## [Aim]
Transcribe every line exactly and omit anything that is a picture.
——————————
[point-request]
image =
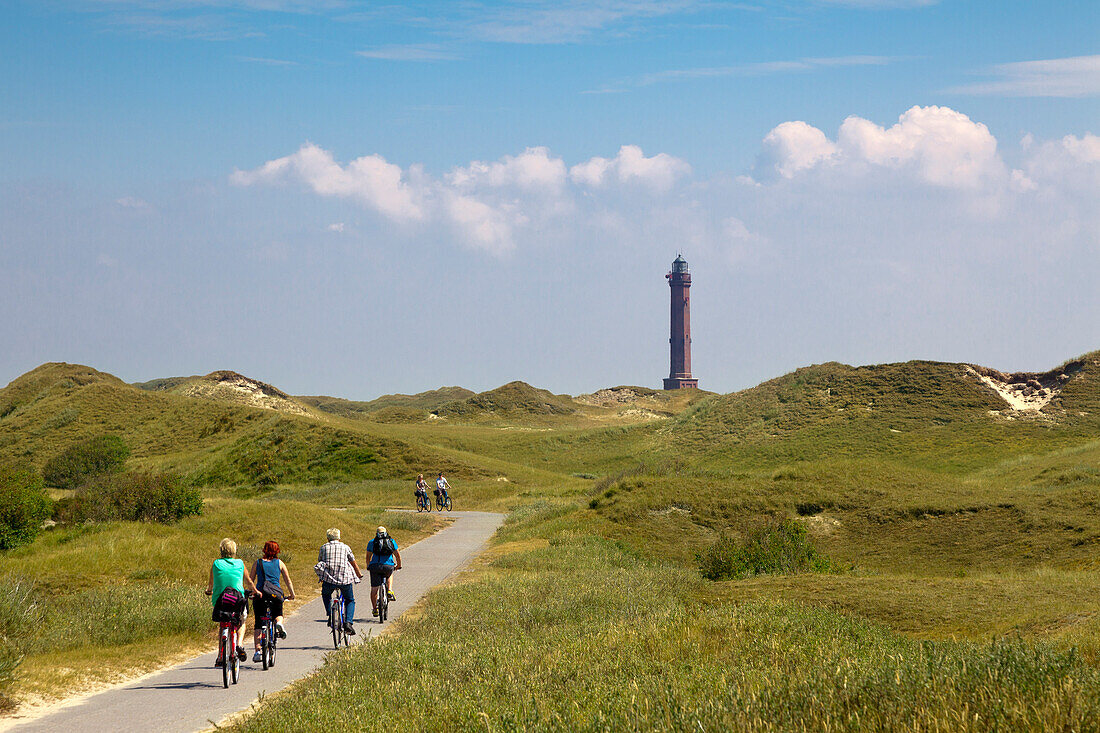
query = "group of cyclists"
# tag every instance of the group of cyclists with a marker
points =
(230, 581)
(421, 489)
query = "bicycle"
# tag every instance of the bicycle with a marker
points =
(337, 620)
(227, 648)
(268, 641)
(384, 597)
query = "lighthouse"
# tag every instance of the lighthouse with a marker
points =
(680, 332)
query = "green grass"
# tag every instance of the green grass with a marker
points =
(582, 634)
(967, 539)
(141, 583)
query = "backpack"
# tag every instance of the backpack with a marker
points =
(267, 587)
(229, 606)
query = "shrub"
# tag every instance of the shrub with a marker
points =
(23, 505)
(18, 612)
(85, 460)
(776, 548)
(138, 496)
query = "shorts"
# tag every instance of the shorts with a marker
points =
(266, 603)
(378, 573)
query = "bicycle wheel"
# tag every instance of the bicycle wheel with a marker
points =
(237, 663)
(334, 621)
(223, 655)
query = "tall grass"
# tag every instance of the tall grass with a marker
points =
(582, 635)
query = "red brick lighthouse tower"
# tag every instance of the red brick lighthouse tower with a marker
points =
(680, 338)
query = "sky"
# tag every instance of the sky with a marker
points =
(356, 198)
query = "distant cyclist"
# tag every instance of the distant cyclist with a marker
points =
(383, 550)
(421, 489)
(274, 583)
(337, 568)
(441, 487)
(228, 580)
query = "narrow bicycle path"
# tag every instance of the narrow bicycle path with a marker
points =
(190, 697)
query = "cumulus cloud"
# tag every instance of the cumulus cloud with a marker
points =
(794, 146)
(483, 225)
(483, 203)
(933, 157)
(369, 179)
(936, 144)
(631, 166)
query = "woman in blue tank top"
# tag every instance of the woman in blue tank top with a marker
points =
(275, 586)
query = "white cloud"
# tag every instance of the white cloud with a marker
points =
(1086, 149)
(483, 226)
(631, 166)
(1076, 76)
(369, 179)
(794, 146)
(933, 165)
(939, 145)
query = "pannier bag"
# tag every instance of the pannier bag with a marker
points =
(230, 606)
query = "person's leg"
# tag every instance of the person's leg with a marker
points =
(349, 603)
(327, 598)
(257, 609)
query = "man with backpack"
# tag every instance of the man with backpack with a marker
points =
(383, 550)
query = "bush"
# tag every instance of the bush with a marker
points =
(18, 613)
(86, 460)
(776, 548)
(134, 498)
(23, 506)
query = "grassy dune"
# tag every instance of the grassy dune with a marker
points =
(113, 595)
(963, 540)
(584, 634)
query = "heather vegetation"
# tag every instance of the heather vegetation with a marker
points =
(23, 505)
(135, 496)
(84, 461)
(842, 548)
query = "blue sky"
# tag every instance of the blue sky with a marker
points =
(355, 198)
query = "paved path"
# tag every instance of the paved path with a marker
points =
(190, 697)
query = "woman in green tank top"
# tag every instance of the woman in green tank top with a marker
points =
(227, 572)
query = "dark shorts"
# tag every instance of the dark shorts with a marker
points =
(378, 573)
(267, 604)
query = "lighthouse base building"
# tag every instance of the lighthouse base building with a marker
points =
(680, 331)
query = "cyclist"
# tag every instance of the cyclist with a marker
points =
(421, 489)
(228, 572)
(337, 568)
(274, 583)
(383, 550)
(441, 487)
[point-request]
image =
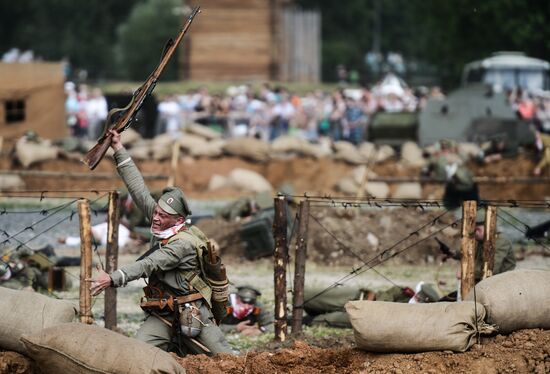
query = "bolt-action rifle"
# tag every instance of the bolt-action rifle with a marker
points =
——————————
## [Task solution]
[point-request]
image =
query = "group of cyclists"
# tag every instance of the group of cyclists with a marker
points =
(230, 581)
(421, 489)
query = "bicycle"
# tag every instance of the bicycle with a marker
points =
(337, 620)
(227, 648)
(268, 641)
(384, 597)
query = "lighthouse"
# tag every instance of the lighthouse with a marker
points =
(680, 332)
query = "green grass"
# tag every instance of the green grass with a marker
points =
(582, 634)
(967, 539)
(141, 583)
query = "backpack"
# tag every instance of the backpack with a marker
points =
(267, 587)
(229, 606)
query = "shrub"
# tag every instance of the shrub with a marker
points =
(23, 505)
(18, 612)
(85, 460)
(776, 548)
(138, 496)
query = "shorts"
# tag every instance of the shorts with a marker
points =
(266, 603)
(378, 573)
query = "bicycle wheel"
# tag every instance of the bicycle wheel with a marker
points =
(237, 663)
(334, 621)
(223, 655)
query = "tall grass"
# tag every instance of the tall grass with a marker
points =
(582, 635)
query = "red brick lighthouse tower"
# tag every instance of the red brick lighthouse tower with a marker
points =
(680, 338)
query = "sky"
# tag every instance of the sky with a marker
points =
(356, 198)
query = "distant cyclist"
# tag every instance of the distant cyclist with a marker
points =
(383, 550)
(421, 489)
(274, 583)
(337, 568)
(441, 487)
(228, 580)
query = "narrow bicycle path"
# tag every instance of the narrow bicycle path with a marker
points =
(190, 697)
query = "cumulus cloud"
# tag every instance of the cumulus cloud with a marker
points =
(794, 146)
(483, 225)
(483, 203)
(933, 157)
(369, 179)
(936, 144)
(631, 166)
query = "woman in blue tank top"
# tag every instance of the woman in blue tank top with a marker
points =
(275, 586)
query = "white cloud"
# tag every instance of the white cloud with a marker
points =
(1086, 149)
(483, 226)
(631, 166)
(1076, 76)
(369, 179)
(794, 146)
(933, 165)
(939, 145)
query = "pannier bag"
# tag every instance of the pannier bag with a marker
points =
(230, 606)
query = "person's leg"
# tag every instance of the person's leg with a marker
points =
(349, 603)
(327, 598)
(257, 609)
query = "man with backpack"
# tag every instance of the man with backpack with a marker
points =
(383, 550)
query = "bush"
# tag every instance of the bush with a marker
points =
(18, 613)
(86, 460)
(776, 548)
(134, 498)
(23, 506)
query = "grassy dune"
# tag every instance of the grassy dune with a marker
points =
(113, 595)
(963, 540)
(584, 634)
query = "heather vegetation"
# tag every instance of the heather vegetation with a marker
points =
(23, 505)
(135, 496)
(84, 461)
(842, 548)
query = "blue sky"
# tag every instance of the blue sky with a marker
points =
(355, 198)
query = "paved path"
# tag every instance of the paved path with a marker
points =
(190, 697)
query = "woman in green tank top"
# tag every instance of the woman in green tank top with a marker
points =
(227, 572)
query = "dark shorts"
# tag every instance of the dark shorts with a marker
points =
(378, 573)
(267, 604)
query = "lighthouse base building"
# tag every instance of the lighthouse base building with a marker
points =
(680, 331)
query = "cyclist"
# tag every instance of the cyclist with a marker
points =
(421, 489)
(228, 572)
(337, 568)
(274, 583)
(383, 550)
(441, 487)
[point-request]
image =
query = "bolt-action rifle"
# tag every instance of the bolt-action rifle with a marker
points =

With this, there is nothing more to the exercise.